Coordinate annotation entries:
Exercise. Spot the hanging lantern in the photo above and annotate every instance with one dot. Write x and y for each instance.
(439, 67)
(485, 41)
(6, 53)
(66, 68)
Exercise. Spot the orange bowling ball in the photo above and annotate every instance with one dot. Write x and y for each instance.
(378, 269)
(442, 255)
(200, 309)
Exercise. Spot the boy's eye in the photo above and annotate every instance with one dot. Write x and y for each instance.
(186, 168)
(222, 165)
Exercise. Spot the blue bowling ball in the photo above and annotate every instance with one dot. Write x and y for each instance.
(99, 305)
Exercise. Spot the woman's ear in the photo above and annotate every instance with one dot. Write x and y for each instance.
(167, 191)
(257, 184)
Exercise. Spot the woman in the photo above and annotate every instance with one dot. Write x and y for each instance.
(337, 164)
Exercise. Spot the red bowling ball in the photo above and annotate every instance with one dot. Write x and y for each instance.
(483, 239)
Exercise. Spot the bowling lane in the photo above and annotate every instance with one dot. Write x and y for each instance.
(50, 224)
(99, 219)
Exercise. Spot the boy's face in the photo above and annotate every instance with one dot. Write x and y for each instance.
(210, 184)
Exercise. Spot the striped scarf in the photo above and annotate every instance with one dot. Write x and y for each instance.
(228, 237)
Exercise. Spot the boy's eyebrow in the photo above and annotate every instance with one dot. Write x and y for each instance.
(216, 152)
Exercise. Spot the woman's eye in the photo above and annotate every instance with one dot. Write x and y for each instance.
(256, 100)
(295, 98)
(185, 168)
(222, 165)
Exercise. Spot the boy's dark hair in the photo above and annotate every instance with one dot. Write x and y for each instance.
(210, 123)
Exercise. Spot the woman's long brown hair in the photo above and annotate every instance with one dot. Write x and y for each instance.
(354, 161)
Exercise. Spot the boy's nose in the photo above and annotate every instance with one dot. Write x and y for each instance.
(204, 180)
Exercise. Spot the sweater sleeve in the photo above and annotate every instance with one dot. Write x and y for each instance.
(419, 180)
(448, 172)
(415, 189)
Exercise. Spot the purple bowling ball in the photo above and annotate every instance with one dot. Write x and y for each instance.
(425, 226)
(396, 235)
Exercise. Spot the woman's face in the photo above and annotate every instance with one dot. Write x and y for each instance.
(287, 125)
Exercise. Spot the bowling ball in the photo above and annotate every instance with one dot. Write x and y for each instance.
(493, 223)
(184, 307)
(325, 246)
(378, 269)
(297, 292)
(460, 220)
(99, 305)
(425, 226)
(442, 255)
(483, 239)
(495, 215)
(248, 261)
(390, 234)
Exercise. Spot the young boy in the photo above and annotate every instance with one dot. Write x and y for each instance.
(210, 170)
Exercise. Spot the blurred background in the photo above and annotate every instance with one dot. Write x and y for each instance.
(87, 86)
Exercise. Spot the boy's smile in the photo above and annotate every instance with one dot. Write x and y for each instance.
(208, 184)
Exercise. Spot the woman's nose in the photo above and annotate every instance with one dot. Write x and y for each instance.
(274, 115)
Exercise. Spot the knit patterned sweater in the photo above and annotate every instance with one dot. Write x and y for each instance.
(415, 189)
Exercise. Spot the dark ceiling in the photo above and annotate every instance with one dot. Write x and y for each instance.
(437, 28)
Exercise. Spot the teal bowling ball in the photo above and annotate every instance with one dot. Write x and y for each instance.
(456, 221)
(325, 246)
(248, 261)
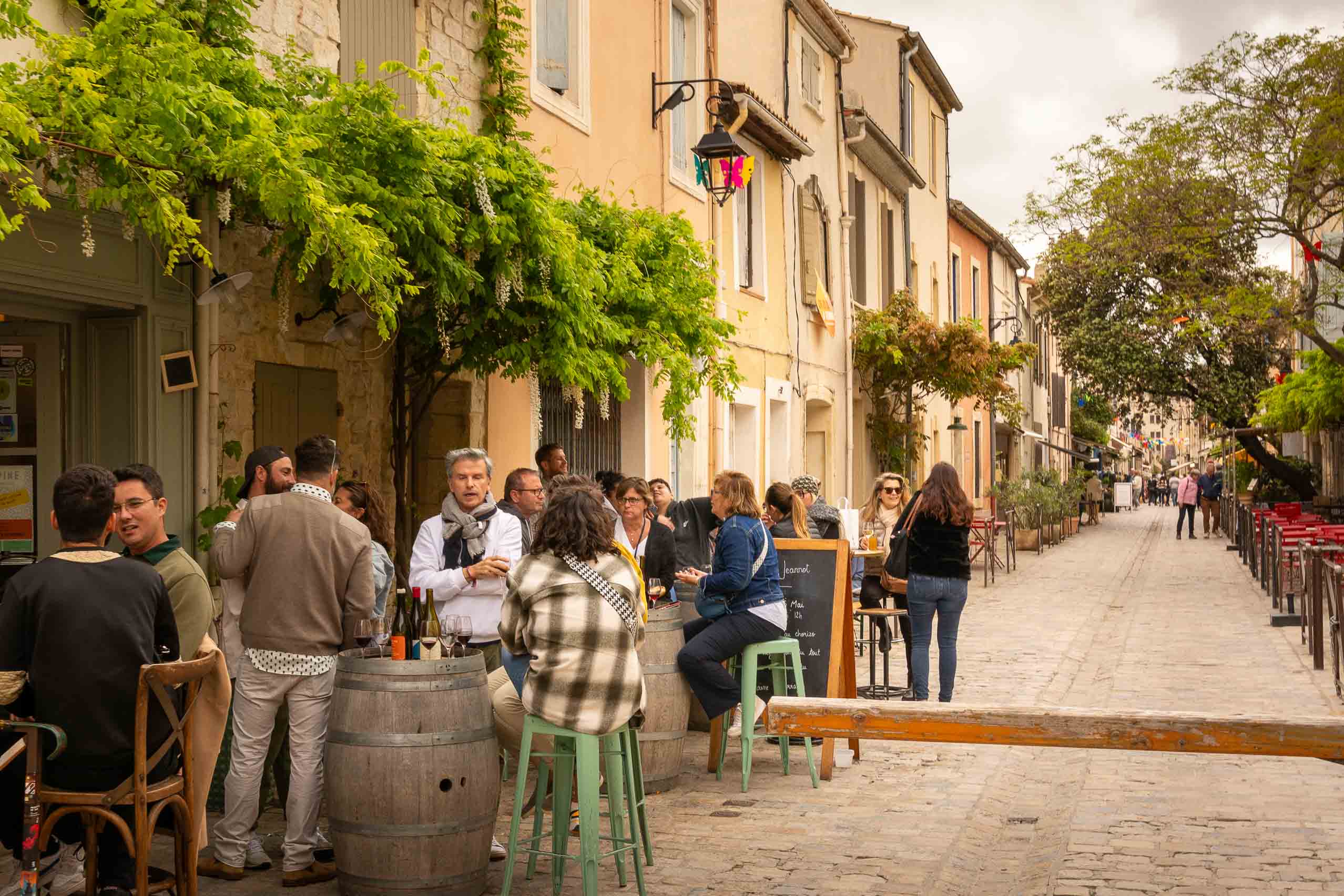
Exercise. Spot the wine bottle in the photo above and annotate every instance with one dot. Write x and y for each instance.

Problem: Please update the data by changing every "with one dot" to "with a single point" and keeping everything else the same. Leave the pictures out of your answer.

Exercise answer:
Exercise. Spot the hanging lantern in the photo above and annotate every instance with a single point. Write x and y for each instance.
(439, 67)
(485, 41)
(6, 53)
(66, 68)
Exercise. Spot the orange bowling ball in the photo above and annotate every instance with a single point. Write x and y for each instance.
(378, 269)
(442, 255)
(200, 309)
Exercise. Spot the boy's eye in the photo above and annotate every instance with a single point. Write x and y for each instance.
(186, 168)
(222, 165)
Exercise. Spot the blue bowling ball in the photo above and annotate every instance with a single point. Write x and y for each instance.
(99, 305)
Exercise. Spot the woman's ear in the photo above and annotate every instance with a single point. Write x and y for each instance.
(167, 191)
(257, 184)
Exercise. Spot the woman in the photo above and annotate every instance with a single point. Write x and y for each instance.
(337, 164)
Exercise. Spot the red bowling ball in the photo above and annotate every instance with a single point. Write x and y for each instance.
(483, 239)
Exercise. Spot the bowling lane in the photo above and annotate every instance with a single point. Write x and y for each instance.
(50, 224)
(99, 219)
Exercise. Spot the boy's face in the photo above and annotate every instance with a single point. Write x and y for each instance.
(210, 184)
Exercise. Spot the striped scarf in the photo above and annotate every instance with a single point. Write x and y for each instance.
(228, 237)
Exercise. Spot the boy's eyebrow in the photo above and annotate every instance with a single point. Write x and y for each instance.
(216, 152)
Exercise. Spot the woman's eye in the photo above and annotate every instance with a single point. Write x and y for each instance.
(256, 100)
(295, 98)
(185, 168)
(222, 165)
Exercise. Spot the boy's dark hair in the photo above and annotate every instance with a single point. Write x and y for each instance.
(210, 123)
Exercise. Spot the woman's long brown hair in the photo above and annotate every instance with a single point. Write x and y for each instance.
(354, 161)
Exercise. Spot the boy's nose in the photo above and annotate every instance with a single point. Write x and y for each instance.
(204, 180)
Exercise. Spot the sweater sleeve in the photo above and annotate every instance with a single point. Write x and y for each instance.
(419, 180)
(448, 172)
(415, 189)
Exercise. Spot the purple bowling ball in the photo above and annotate every instance with a single point. Write x and y for each instance.
(425, 226)
(396, 235)
Exercise. Spot the woman's face in the photo above and annotate every instance with a single point. Write x and y for each instance.
(287, 125)
Exercise. Spot the bowling ball in the photo above and annotate every instance with a single point. Write x and y for each instance.
(493, 223)
(184, 307)
(325, 246)
(378, 269)
(297, 292)
(460, 220)
(99, 305)
(425, 226)
(442, 255)
(483, 239)
(495, 215)
(248, 261)
(390, 234)
Exercise. Spot the young boy in the photo above and annotate every instance with a single point. Write x and y for each instance.
(210, 170)
Exercise. Spot the blurred background in the photo above and annotate every instance with a single point. Write x and y for each instance.
(87, 86)
Exercise. Spot the boy's smile in the photo above and annotate every instance with a single point. Write x and y for each instance.
(208, 184)
Exercise. Spot the woman's nose in the photo above and annotate every instance with a single point. Write x and y for each instance.
(274, 115)
Exercise. Spot the knit patterned sweater in the photo above and annotate every instance with a single point. Write x and y for each instance.
(415, 189)
Exercise. Spot the dark ceiling in the photo above and annotate every instance with a single point. Write x and y for each instance.
(437, 28)
Exercise. Spot the teal bowling ball in the photo above and annotate every instance with a single point. Write x and y for each instance.
(456, 221)
(325, 246)
(248, 261)
Exercise. Spot the wine bottle in the photo above and annotate every instance with a single point. Write x and y for each instance.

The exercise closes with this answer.